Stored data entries
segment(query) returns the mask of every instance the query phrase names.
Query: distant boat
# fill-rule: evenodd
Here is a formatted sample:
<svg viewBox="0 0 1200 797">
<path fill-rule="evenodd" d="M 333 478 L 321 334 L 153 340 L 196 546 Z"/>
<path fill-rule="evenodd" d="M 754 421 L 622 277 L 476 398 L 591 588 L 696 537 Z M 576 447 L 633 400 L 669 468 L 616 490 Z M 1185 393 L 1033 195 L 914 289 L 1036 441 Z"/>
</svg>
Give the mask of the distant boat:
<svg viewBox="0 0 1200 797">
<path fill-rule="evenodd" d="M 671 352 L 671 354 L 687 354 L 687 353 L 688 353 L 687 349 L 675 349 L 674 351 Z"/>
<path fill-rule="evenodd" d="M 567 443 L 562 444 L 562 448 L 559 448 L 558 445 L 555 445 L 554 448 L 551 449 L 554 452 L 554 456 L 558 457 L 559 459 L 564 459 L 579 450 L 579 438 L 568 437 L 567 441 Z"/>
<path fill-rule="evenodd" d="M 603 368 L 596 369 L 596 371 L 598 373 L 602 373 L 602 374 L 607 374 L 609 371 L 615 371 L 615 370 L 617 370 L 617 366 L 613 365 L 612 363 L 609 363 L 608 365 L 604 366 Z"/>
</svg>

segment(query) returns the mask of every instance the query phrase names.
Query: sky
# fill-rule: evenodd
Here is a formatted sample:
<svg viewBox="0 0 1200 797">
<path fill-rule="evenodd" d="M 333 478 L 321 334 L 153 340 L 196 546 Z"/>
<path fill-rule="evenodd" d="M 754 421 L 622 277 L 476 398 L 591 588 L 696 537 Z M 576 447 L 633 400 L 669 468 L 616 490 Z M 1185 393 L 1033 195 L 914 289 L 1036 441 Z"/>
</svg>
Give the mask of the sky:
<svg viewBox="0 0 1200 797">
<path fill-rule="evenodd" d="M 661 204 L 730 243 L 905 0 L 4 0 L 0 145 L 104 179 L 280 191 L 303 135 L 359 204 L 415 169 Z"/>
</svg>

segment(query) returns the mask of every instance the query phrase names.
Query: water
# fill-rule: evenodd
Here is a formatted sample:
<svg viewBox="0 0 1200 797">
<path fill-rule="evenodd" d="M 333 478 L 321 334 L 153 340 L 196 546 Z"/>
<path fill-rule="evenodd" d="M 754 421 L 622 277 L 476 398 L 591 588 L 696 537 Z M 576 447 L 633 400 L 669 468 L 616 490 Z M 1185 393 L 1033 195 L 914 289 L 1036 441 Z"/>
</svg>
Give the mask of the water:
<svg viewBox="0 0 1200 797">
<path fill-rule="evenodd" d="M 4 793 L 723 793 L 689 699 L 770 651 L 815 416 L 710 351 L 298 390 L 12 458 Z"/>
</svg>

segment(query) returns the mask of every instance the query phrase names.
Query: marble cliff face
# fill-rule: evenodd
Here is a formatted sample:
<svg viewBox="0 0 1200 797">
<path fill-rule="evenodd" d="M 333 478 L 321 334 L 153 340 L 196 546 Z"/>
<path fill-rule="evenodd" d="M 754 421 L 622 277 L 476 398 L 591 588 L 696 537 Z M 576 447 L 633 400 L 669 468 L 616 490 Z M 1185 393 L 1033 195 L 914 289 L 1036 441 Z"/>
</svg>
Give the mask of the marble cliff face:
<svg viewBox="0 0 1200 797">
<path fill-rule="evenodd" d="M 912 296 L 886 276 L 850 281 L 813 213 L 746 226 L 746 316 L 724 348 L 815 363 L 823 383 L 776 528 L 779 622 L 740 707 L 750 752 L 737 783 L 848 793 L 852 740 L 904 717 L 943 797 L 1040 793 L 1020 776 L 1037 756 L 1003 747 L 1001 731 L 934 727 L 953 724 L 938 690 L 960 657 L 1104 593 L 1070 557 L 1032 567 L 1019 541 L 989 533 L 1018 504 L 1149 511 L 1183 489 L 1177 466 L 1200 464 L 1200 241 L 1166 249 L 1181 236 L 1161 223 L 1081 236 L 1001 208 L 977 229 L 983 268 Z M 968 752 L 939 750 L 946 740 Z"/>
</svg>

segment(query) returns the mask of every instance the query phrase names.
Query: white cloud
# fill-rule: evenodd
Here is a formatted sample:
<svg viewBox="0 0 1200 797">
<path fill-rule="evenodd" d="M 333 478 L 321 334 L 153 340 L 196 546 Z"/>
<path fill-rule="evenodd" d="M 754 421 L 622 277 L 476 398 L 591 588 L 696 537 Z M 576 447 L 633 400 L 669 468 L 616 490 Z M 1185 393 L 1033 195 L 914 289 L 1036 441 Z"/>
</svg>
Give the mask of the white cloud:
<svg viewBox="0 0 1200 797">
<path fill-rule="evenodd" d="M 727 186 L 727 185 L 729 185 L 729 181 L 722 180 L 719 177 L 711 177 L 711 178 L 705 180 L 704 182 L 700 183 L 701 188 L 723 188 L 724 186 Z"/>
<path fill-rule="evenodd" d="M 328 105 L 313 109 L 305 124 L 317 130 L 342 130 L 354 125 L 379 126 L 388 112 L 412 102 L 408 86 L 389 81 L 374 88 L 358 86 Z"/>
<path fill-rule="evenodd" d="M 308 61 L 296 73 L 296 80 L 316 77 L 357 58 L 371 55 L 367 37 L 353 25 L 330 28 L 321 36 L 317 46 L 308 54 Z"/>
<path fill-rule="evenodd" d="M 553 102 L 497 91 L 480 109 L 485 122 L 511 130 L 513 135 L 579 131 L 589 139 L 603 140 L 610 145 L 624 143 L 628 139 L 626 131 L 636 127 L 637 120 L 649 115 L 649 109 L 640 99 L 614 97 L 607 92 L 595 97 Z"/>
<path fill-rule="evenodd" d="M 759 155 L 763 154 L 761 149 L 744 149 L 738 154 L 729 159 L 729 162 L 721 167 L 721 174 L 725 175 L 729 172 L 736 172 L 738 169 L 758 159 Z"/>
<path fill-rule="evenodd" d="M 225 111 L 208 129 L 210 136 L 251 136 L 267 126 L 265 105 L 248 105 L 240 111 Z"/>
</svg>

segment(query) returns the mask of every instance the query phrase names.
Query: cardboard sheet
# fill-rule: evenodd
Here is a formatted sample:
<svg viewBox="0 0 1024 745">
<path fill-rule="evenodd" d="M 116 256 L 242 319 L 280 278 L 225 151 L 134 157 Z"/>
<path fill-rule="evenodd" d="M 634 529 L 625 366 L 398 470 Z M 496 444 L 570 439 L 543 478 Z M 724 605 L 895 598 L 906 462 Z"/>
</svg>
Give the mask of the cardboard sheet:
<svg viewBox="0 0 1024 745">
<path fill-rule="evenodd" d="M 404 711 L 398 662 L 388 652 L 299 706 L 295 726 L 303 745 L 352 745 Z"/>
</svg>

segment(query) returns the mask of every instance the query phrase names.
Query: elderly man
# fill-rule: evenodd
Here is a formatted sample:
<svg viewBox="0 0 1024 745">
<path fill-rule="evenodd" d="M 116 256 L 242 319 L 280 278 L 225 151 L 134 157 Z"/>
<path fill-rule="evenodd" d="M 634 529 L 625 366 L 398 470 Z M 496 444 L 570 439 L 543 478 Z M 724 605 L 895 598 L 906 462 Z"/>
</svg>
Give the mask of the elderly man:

_Exercise instructions_.
What is needed is an exact transcription of every entry above.

_Exercise response_.
segment(query) returns the mask of every instance the query phrase names.
Query: distant boat
# fill-rule: evenodd
Here is a formatted sample:
<svg viewBox="0 0 1200 797">
<path fill-rule="evenodd" d="M 333 478 L 321 334 L 153 340 L 196 546 Z"/>
<path fill-rule="evenodd" d="M 754 421 L 622 277 L 476 398 L 591 588 L 696 537 Z M 576 447 L 633 400 L 669 468 L 616 490 Z M 1185 393 L 1033 195 L 914 289 L 1036 441 Z"/>
</svg>
Give the mask of the distant boat:
<svg viewBox="0 0 1200 797">
<path fill-rule="evenodd" d="M 671 352 L 671 354 L 687 354 L 687 353 L 688 353 L 687 349 L 675 349 L 674 351 Z"/>
<path fill-rule="evenodd" d="M 567 443 L 562 444 L 562 448 L 559 448 L 558 445 L 555 445 L 554 448 L 551 449 L 554 452 L 554 456 L 558 457 L 559 459 L 564 459 L 579 450 L 579 438 L 568 437 L 567 441 Z"/>
<path fill-rule="evenodd" d="M 603 368 L 596 369 L 596 371 L 598 373 L 602 373 L 602 374 L 607 374 L 609 371 L 615 371 L 615 370 L 617 370 L 617 366 L 613 365 L 612 363 L 609 363 L 608 365 L 604 366 Z"/>
</svg>

segment(query) returns the mask of every instance the query phrase names.
Query: sky
# fill-rule: evenodd
Here is a formatted sample:
<svg viewBox="0 0 1200 797">
<path fill-rule="evenodd" d="M 333 478 L 321 334 L 153 340 L 196 546 Z"/>
<path fill-rule="evenodd" d="M 754 421 L 622 277 L 476 398 L 591 588 L 696 537 Z M 576 447 L 633 400 L 669 468 L 616 490 Z M 1185 393 L 1033 195 L 914 289 L 1036 441 Z"/>
</svg>
Give the mask of the sky:
<svg viewBox="0 0 1200 797">
<path fill-rule="evenodd" d="M 661 204 L 730 243 L 905 0 L 4 0 L 0 145 L 104 179 L 280 191 L 303 135 L 359 204 L 415 169 Z"/>
</svg>

segment(query) returns the mask of every instance the query phrase names.
Query: water
# fill-rule: evenodd
Here is a formatted sample:
<svg viewBox="0 0 1200 797">
<path fill-rule="evenodd" d="M 333 478 L 321 334 L 153 340 L 196 546 Z"/>
<path fill-rule="evenodd" d="M 754 421 L 622 277 L 476 398 L 591 588 L 696 537 Z M 576 447 L 633 400 L 669 468 L 616 490 Z M 1185 393 L 1033 195 L 914 289 L 1036 441 Z"/>
</svg>
Give the mask of the water:
<svg viewBox="0 0 1200 797">
<path fill-rule="evenodd" d="M 4 793 L 723 793 L 689 699 L 770 651 L 815 416 L 710 351 L 298 390 L 12 458 Z"/>
</svg>

segment(query) returns the mask of every instance the query phrase names.
Query: marble cliff face
# fill-rule: evenodd
Here is a formatted sample:
<svg viewBox="0 0 1200 797">
<path fill-rule="evenodd" d="M 333 478 L 321 334 L 153 340 L 196 546 Z"/>
<path fill-rule="evenodd" d="M 754 421 L 622 277 L 476 398 L 591 588 L 696 537 Z M 576 447 L 633 400 L 669 468 L 616 490 Z M 1185 393 L 1033 195 L 914 289 L 1036 441 Z"/>
</svg>
Give the mask of the marble cliff face:
<svg viewBox="0 0 1200 797">
<path fill-rule="evenodd" d="M 912 296 L 886 276 L 850 281 L 813 213 L 746 226 L 746 316 L 724 348 L 815 363 L 823 383 L 776 528 L 779 622 L 740 707 L 750 752 L 737 783 L 848 793 L 852 740 L 904 717 L 943 797 L 1040 793 L 1020 776 L 1037 756 L 1003 747 L 1001 731 L 934 727 L 953 724 L 938 690 L 960 657 L 1104 593 L 1070 557 L 1032 567 L 1019 541 L 989 533 L 1018 504 L 1149 511 L 1183 489 L 1177 466 L 1200 464 L 1200 241 L 1166 249 L 1181 236 L 1161 223 L 1081 236 L 1001 208 L 977 229 L 983 268 Z M 968 752 L 939 750 L 946 740 Z"/>
</svg>

segment(query) returns the mask of every instance the query phrase names.
Query: white cloud
# fill-rule: evenodd
Here is a formatted sample:
<svg viewBox="0 0 1200 797">
<path fill-rule="evenodd" d="M 333 478 L 321 334 L 153 340 L 196 546 Z"/>
<path fill-rule="evenodd" d="M 754 421 L 622 277 L 476 398 L 591 588 L 696 537 Z M 576 447 L 633 400 L 669 468 L 616 490 Z M 1185 393 L 1033 195 L 914 289 L 1036 441 Z"/>
</svg>
Give the mask of the white cloud:
<svg viewBox="0 0 1200 797">
<path fill-rule="evenodd" d="M 727 186 L 727 185 L 729 185 L 729 181 L 722 180 L 719 177 L 711 177 L 711 178 L 705 180 L 704 182 L 700 183 L 701 188 L 723 188 L 724 186 Z"/>
<path fill-rule="evenodd" d="M 328 105 L 313 109 L 305 124 L 317 130 L 342 130 L 354 125 L 379 126 L 388 112 L 412 102 L 408 86 L 389 81 L 374 88 L 358 86 Z"/>
<path fill-rule="evenodd" d="M 308 61 L 296 73 L 296 80 L 316 77 L 357 58 L 371 55 L 367 37 L 353 25 L 330 28 L 321 36 L 317 46 L 308 54 Z"/>
<path fill-rule="evenodd" d="M 553 102 L 497 91 L 480 109 L 485 122 L 511 130 L 513 135 L 579 131 L 589 139 L 603 140 L 610 145 L 624 143 L 628 139 L 626 131 L 636 127 L 637 120 L 649 115 L 649 109 L 640 99 L 614 97 L 607 92 L 595 97 Z"/>
<path fill-rule="evenodd" d="M 759 155 L 763 154 L 761 149 L 744 149 L 738 154 L 729 159 L 729 162 L 721 167 L 721 174 L 725 175 L 729 172 L 736 172 L 738 169 L 758 159 Z"/>
<path fill-rule="evenodd" d="M 225 111 L 208 129 L 210 136 L 251 136 L 267 126 L 265 105 L 248 105 L 240 111 Z"/>
</svg>

segment(query) returns the mask of every instance the query phrase names.
Query: cardboard sheet
# fill-rule: evenodd
Here is a formatted sample:
<svg viewBox="0 0 1024 745">
<path fill-rule="evenodd" d="M 116 256 L 242 319 L 280 278 L 225 151 L 134 157 Z"/>
<path fill-rule="evenodd" d="M 634 529 L 625 366 L 398 470 Z M 496 444 L 570 439 L 543 478 Z M 724 605 L 895 598 L 906 462 Z"/>
</svg>
Give the mask of the cardboard sheet:
<svg viewBox="0 0 1024 745">
<path fill-rule="evenodd" d="M 404 711 L 398 662 L 388 652 L 299 706 L 295 726 L 303 745 L 352 745 Z"/>
</svg>

segment(query) returns the mask of every instance the query phrase names.
Query: elderly man
# fill-rule: evenodd
Here is a formatted sample:
<svg viewBox="0 0 1024 745">
<path fill-rule="evenodd" d="M 116 256 L 242 319 L 280 278 L 225 151 L 134 157 Z"/>
<path fill-rule="evenodd" d="M 634 529 L 625 366 L 398 470 Z M 496 444 L 570 439 L 543 478 Z M 724 605 L 895 598 L 906 462 Z"/>
</svg>
Give the mask of the elderly man:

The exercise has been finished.